**EXERCISE DESCRIPTION:** Report how many lines in the rows below contain the string "shoe", treating uppercase and lowercase as distinct. Give only the number.

**WORKING DATA:**
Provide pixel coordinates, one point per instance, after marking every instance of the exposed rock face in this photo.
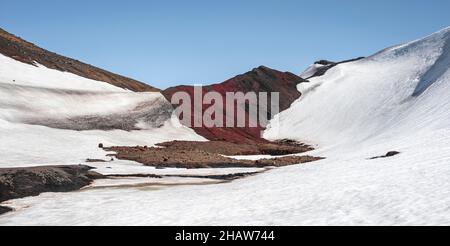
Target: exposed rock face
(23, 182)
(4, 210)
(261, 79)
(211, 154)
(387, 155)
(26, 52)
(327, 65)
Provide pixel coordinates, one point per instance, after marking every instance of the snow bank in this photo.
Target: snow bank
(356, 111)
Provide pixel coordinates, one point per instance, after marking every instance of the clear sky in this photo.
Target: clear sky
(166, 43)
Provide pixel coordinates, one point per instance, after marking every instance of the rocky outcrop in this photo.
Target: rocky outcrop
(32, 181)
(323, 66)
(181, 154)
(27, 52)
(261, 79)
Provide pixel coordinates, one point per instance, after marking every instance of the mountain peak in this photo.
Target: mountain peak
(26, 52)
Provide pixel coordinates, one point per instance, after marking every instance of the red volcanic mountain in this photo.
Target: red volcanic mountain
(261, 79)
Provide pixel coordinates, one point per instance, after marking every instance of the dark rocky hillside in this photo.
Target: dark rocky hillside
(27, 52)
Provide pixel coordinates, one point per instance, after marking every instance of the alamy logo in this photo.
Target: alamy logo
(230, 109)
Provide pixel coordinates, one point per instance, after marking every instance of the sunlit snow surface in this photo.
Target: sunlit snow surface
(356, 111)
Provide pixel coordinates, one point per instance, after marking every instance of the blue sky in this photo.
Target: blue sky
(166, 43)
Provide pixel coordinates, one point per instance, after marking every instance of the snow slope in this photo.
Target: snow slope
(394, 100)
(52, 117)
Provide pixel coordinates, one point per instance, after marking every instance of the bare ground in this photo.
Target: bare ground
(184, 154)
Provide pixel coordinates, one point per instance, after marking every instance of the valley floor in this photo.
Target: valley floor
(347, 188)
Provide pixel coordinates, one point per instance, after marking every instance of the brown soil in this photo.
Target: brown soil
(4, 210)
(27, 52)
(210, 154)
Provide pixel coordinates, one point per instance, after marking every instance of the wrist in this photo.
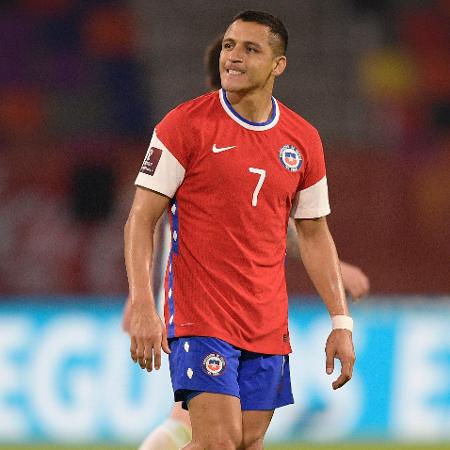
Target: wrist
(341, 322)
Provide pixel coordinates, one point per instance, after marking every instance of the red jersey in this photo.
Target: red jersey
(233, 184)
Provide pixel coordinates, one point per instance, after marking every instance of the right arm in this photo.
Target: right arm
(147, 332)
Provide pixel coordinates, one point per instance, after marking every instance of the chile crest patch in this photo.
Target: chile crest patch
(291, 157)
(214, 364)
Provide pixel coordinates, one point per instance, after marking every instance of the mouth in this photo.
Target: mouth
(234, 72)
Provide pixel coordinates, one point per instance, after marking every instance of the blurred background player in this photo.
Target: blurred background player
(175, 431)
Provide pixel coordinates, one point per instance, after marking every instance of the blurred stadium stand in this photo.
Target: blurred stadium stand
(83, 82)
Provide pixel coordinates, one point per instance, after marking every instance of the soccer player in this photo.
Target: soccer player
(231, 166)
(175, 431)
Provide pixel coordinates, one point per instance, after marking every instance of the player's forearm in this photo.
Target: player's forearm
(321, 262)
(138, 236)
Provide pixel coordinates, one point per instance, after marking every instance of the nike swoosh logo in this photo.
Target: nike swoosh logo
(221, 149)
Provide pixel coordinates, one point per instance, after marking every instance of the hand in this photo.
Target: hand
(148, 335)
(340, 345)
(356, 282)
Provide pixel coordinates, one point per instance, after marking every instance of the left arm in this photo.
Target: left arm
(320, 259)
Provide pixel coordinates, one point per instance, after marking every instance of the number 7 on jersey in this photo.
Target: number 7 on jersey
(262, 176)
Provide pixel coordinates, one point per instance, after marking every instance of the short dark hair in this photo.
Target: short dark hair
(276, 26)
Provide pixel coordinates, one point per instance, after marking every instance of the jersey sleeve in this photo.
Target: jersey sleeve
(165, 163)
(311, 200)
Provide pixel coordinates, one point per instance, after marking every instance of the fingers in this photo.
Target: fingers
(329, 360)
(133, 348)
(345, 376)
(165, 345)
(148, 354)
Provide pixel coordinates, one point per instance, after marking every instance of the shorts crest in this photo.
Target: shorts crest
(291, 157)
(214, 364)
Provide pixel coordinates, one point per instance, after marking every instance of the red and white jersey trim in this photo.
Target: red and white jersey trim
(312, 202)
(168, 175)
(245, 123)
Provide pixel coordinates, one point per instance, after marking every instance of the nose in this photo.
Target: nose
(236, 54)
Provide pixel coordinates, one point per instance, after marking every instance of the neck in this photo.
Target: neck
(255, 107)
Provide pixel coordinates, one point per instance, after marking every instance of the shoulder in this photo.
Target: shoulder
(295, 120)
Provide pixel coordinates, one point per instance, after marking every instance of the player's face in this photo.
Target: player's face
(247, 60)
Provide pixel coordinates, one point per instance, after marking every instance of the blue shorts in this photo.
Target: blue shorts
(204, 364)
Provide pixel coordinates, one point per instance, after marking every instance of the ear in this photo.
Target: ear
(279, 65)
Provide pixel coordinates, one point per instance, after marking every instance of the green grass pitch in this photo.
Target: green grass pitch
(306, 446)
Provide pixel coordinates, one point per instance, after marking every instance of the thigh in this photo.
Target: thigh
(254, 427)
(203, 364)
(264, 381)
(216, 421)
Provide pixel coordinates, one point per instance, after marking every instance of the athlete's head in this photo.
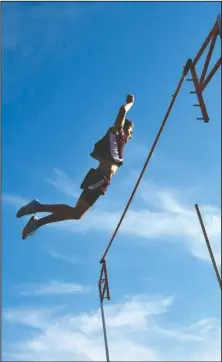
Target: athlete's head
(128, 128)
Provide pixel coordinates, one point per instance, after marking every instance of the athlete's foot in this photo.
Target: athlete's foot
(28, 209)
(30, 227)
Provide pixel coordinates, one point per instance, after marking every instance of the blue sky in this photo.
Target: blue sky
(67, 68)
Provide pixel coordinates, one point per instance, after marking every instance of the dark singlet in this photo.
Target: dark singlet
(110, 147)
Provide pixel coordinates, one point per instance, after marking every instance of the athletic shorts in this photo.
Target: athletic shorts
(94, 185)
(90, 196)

--

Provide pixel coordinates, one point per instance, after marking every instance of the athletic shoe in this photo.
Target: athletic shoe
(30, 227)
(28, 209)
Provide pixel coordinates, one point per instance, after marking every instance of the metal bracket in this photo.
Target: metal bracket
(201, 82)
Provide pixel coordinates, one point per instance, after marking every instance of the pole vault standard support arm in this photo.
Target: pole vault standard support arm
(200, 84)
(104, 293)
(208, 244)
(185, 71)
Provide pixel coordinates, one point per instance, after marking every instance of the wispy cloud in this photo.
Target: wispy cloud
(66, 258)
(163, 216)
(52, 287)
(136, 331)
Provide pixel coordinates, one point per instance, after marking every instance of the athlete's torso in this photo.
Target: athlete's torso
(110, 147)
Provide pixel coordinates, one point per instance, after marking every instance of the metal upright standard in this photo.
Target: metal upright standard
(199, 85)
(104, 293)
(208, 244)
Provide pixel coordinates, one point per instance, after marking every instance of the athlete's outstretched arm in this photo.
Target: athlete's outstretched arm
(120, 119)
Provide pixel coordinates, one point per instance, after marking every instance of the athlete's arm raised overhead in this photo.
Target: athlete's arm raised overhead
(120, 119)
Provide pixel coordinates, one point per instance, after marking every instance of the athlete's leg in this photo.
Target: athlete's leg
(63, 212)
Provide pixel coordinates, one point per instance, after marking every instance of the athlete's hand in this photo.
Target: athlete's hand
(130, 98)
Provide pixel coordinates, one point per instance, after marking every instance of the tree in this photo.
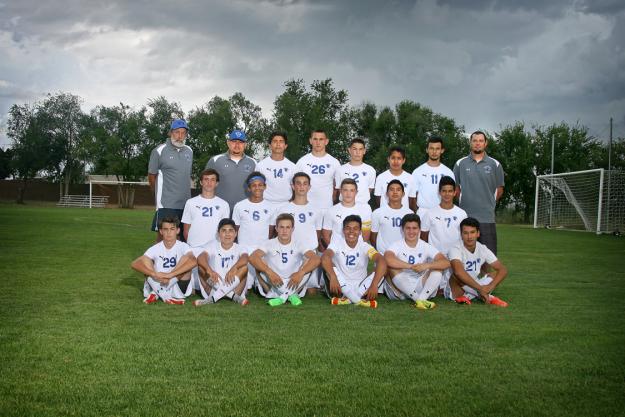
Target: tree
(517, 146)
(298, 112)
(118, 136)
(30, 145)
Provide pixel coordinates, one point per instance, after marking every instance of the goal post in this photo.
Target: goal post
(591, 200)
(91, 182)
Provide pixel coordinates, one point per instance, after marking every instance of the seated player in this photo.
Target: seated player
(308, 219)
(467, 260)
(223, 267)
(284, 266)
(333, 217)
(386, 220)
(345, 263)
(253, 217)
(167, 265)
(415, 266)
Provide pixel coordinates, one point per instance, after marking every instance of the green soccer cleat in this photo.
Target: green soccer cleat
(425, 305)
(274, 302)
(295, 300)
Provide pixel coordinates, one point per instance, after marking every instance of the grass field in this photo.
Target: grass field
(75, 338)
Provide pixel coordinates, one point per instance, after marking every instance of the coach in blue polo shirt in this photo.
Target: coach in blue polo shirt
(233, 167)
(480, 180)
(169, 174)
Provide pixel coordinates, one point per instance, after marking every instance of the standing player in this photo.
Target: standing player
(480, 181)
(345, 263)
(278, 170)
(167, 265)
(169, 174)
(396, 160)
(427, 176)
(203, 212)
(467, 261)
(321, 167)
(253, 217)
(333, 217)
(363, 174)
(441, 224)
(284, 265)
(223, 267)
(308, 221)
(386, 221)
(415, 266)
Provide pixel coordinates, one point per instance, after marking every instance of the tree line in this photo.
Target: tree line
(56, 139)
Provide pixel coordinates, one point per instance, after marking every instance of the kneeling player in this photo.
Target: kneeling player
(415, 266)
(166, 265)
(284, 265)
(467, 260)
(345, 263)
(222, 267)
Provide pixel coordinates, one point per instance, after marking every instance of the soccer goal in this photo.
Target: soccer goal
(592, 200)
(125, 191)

--

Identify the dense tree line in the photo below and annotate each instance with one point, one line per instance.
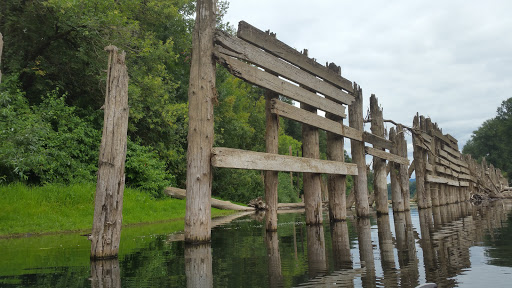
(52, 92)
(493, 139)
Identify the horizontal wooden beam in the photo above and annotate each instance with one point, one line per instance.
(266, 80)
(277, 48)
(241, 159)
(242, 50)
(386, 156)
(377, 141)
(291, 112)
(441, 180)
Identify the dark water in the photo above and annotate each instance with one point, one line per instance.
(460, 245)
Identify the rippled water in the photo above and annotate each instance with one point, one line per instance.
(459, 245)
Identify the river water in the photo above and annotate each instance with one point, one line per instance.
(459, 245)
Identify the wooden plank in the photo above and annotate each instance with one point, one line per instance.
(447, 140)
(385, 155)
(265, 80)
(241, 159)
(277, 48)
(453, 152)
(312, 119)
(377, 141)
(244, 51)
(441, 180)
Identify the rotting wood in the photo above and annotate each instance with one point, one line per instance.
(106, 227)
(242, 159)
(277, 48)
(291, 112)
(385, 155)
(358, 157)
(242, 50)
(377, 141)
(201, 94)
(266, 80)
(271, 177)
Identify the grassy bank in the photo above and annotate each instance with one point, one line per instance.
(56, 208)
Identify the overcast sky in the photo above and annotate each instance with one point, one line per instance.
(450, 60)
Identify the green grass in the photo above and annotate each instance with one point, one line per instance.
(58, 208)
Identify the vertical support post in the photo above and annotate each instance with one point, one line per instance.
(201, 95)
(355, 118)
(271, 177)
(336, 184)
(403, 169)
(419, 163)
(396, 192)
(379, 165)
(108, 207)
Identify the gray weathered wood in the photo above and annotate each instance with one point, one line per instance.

**EXERCISE RESPONSE:** 2